SET PROBLEM: Send back the entries below exactly as they appear.

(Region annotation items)
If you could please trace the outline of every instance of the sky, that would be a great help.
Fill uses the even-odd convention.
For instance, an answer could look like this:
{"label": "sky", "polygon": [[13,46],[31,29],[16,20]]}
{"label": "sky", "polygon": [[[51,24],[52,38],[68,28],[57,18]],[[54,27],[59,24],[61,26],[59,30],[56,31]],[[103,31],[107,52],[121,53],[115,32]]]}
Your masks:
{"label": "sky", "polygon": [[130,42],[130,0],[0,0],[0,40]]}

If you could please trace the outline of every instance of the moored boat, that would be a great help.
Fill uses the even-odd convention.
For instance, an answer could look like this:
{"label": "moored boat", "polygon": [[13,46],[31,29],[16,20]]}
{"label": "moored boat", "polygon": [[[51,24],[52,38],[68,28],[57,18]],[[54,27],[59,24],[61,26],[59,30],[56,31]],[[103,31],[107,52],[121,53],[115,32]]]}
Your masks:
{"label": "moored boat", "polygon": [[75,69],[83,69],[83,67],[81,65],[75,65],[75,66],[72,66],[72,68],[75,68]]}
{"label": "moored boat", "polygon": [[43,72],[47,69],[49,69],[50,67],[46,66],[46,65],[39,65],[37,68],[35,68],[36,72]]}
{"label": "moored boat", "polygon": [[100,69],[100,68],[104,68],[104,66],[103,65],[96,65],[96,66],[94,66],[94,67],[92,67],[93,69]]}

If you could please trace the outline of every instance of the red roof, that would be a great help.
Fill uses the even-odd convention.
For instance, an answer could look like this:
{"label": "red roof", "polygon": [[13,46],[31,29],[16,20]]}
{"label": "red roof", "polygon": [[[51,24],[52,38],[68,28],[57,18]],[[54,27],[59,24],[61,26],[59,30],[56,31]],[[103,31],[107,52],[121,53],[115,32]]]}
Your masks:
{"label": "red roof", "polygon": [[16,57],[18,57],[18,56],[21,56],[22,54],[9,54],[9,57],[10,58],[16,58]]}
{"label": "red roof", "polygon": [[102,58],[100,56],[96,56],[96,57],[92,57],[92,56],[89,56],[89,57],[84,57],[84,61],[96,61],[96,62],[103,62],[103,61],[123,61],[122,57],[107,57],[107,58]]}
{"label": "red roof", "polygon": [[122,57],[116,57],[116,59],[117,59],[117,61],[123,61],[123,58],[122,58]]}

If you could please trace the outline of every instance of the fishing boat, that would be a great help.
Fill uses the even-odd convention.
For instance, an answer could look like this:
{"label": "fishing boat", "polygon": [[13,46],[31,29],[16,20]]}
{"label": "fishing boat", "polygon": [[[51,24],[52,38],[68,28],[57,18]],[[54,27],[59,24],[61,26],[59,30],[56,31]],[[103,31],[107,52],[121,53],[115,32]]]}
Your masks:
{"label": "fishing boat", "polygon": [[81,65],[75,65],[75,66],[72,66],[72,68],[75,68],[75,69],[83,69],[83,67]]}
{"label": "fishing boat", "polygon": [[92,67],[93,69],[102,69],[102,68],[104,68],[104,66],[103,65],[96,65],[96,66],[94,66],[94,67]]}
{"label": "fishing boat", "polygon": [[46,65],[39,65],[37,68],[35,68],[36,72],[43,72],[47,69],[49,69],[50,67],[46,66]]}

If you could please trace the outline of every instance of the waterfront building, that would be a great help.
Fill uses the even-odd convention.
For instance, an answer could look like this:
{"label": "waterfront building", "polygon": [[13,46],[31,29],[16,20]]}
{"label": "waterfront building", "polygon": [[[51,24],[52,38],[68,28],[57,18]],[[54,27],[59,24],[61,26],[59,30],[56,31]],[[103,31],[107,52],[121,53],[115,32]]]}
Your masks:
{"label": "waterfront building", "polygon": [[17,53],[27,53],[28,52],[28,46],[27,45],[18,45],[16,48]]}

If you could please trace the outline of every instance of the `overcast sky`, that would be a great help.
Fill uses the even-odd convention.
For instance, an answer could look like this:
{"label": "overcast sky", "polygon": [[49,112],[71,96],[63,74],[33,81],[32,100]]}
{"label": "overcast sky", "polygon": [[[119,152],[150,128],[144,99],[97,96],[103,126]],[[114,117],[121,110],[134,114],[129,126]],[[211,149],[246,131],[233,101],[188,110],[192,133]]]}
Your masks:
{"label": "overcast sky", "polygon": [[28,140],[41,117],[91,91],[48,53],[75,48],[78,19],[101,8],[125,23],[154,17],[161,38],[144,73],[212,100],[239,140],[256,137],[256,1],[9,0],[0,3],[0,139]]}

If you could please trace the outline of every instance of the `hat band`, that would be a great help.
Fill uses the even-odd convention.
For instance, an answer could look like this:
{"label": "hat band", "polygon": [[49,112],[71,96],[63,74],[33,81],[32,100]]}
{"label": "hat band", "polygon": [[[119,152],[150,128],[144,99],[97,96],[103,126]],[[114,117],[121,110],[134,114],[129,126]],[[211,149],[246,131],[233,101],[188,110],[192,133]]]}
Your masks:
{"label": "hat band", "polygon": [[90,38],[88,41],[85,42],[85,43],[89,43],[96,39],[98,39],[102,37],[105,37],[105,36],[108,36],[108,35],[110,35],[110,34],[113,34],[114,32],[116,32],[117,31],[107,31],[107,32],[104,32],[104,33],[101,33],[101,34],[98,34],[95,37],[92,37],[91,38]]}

RESULT FOR THIS TASK:
If you could please trace the outline of every instance of the sky, that would be a great help.
Fill uses the even-odd convention.
For instance, an answer could look like this:
{"label": "sky", "polygon": [[13,46],[31,29],[16,20]]}
{"label": "sky", "polygon": [[[51,24],[52,38],[68,28],[57,18]],[[54,27],[59,24],[61,26],[59,30],[56,31]],[[103,31],[107,52],[121,53],[115,32]]]}
Your masks:
{"label": "sky", "polygon": [[130,42],[130,0],[0,0],[0,40]]}

If you could please trace the outline of every instance of the moored boat, that would be a great help.
Fill uses the even-odd convention.
For instance, an answer could look like this:
{"label": "moored boat", "polygon": [[13,46],[31,29],[16,20]]}
{"label": "moored boat", "polygon": [[[51,24],[52,38],[68,28],[57,18]],[[54,27],[59,24],[61,26],[59,30],[56,31]],[[103,31],[107,52],[121,53],[115,32]]]}
Your masks:
{"label": "moored boat", "polygon": [[75,69],[83,69],[83,67],[81,65],[75,65],[75,66],[72,66],[72,68],[75,68]]}
{"label": "moored boat", "polygon": [[43,72],[47,69],[49,69],[50,67],[46,66],[46,65],[39,65],[37,68],[35,68],[36,72]]}
{"label": "moored boat", "polygon": [[100,69],[100,68],[104,68],[104,66],[103,65],[96,65],[96,66],[94,66],[94,67],[92,67],[93,69]]}

If you could please trace the outline of every instance of the red roof, that would be a great help.
Fill uses the even-odd convention.
For instance, an answer could look like this:
{"label": "red roof", "polygon": [[13,46],[31,29],[16,20]]}
{"label": "red roof", "polygon": [[[51,24],[52,38],[68,28],[57,18]],[[54,27],[59,24],[61,26],[59,30],[56,31]],[[103,31],[107,52],[121,53],[115,32]]]}
Your masks:
{"label": "red roof", "polygon": [[16,57],[18,57],[18,56],[21,56],[22,54],[9,54],[9,57],[10,58],[16,58]]}
{"label": "red roof", "polygon": [[102,58],[100,56],[96,56],[96,57],[92,57],[92,56],[89,56],[89,57],[84,57],[84,61],[96,61],[96,62],[103,62],[103,61],[123,61],[122,57],[107,57],[107,58]]}
{"label": "red roof", "polygon": [[122,57],[116,57],[116,59],[117,59],[117,61],[123,61],[123,58],[122,58]]}

If you could please trace the outline of every instance of the fishing boat, that would be a great help.
Fill uses the even-odd convention.
For instance, an answer could look like this:
{"label": "fishing boat", "polygon": [[13,46],[31,29],[16,20]]}
{"label": "fishing boat", "polygon": [[[51,24],[52,38],[68,28],[57,18]],[[54,27],[59,24],[61,26],[59,30],[56,31]],[[103,31],[107,52],[121,53],[115,32]]]}
Your masks:
{"label": "fishing boat", "polygon": [[81,65],[75,65],[75,66],[72,66],[72,68],[75,68],[75,69],[83,69],[83,67]]}
{"label": "fishing boat", "polygon": [[92,67],[93,69],[102,69],[102,68],[104,68],[104,66],[103,65],[96,65],[96,66],[94,66],[94,67]]}
{"label": "fishing boat", "polygon": [[46,65],[39,65],[37,68],[35,68],[36,72],[43,72],[47,69],[49,69],[50,67],[46,66]]}

If you could please trace the outline of every instance of the waterfront building, that would be a great help.
Fill uses the even-odd convention.
For instance, an answer could look like this:
{"label": "waterfront building", "polygon": [[13,46],[31,29],[16,20]]}
{"label": "waterfront building", "polygon": [[[51,24],[52,38],[68,28],[57,18]],[[54,27],[59,24],[61,26],[59,30],[56,31]],[[103,31],[107,52],[121,53],[115,32]]]}
Your masks:
{"label": "waterfront building", "polygon": [[17,53],[27,53],[28,52],[28,46],[27,45],[18,45],[16,48]]}

If you could please trace the outline of every instance of the `overcast sky`, that would be a great help.
Fill uses the even-odd convention.
For instance, an answer could look like this:
{"label": "overcast sky", "polygon": [[49,112],[71,96],[63,74],[33,81],[32,100]]}
{"label": "overcast sky", "polygon": [[[119,152],[150,128],[144,99],[97,96],[103,126]],[[114,117],[121,110],[134,114],[129,126]],[[211,149],[246,131],[233,101],[188,110],[192,133]]]}
Your masks:
{"label": "overcast sky", "polygon": [[28,140],[41,117],[91,91],[48,53],[75,48],[78,19],[101,8],[125,23],[154,17],[161,38],[144,73],[212,100],[239,140],[256,137],[256,1],[9,0],[0,3],[0,139]]}

If you could please trace the outline of every instance of the `hat band`, that would be a great help.
Fill uses the even-odd convention.
For instance, an answer could look like this:
{"label": "hat band", "polygon": [[49,112],[71,96],[63,74],[33,81],[32,100]]}
{"label": "hat band", "polygon": [[[119,152],[150,128],[144,99],[97,96],[103,126]],[[114,117],[121,110],[134,114],[129,126]],[[211,149],[246,131],[233,101],[188,110],[192,133]]]}
Your masks:
{"label": "hat band", "polygon": [[90,38],[88,41],[85,42],[85,43],[89,43],[96,39],[98,39],[102,37],[105,37],[105,36],[108,36],[108,35],[110,35],[110,34],[113,34],[114,32],[116,32],[117,31],[107,31],[107,32],[104,32],[104,33],[101,33],[101,34],[98,34],[95,37],[92,37],[91,38]]}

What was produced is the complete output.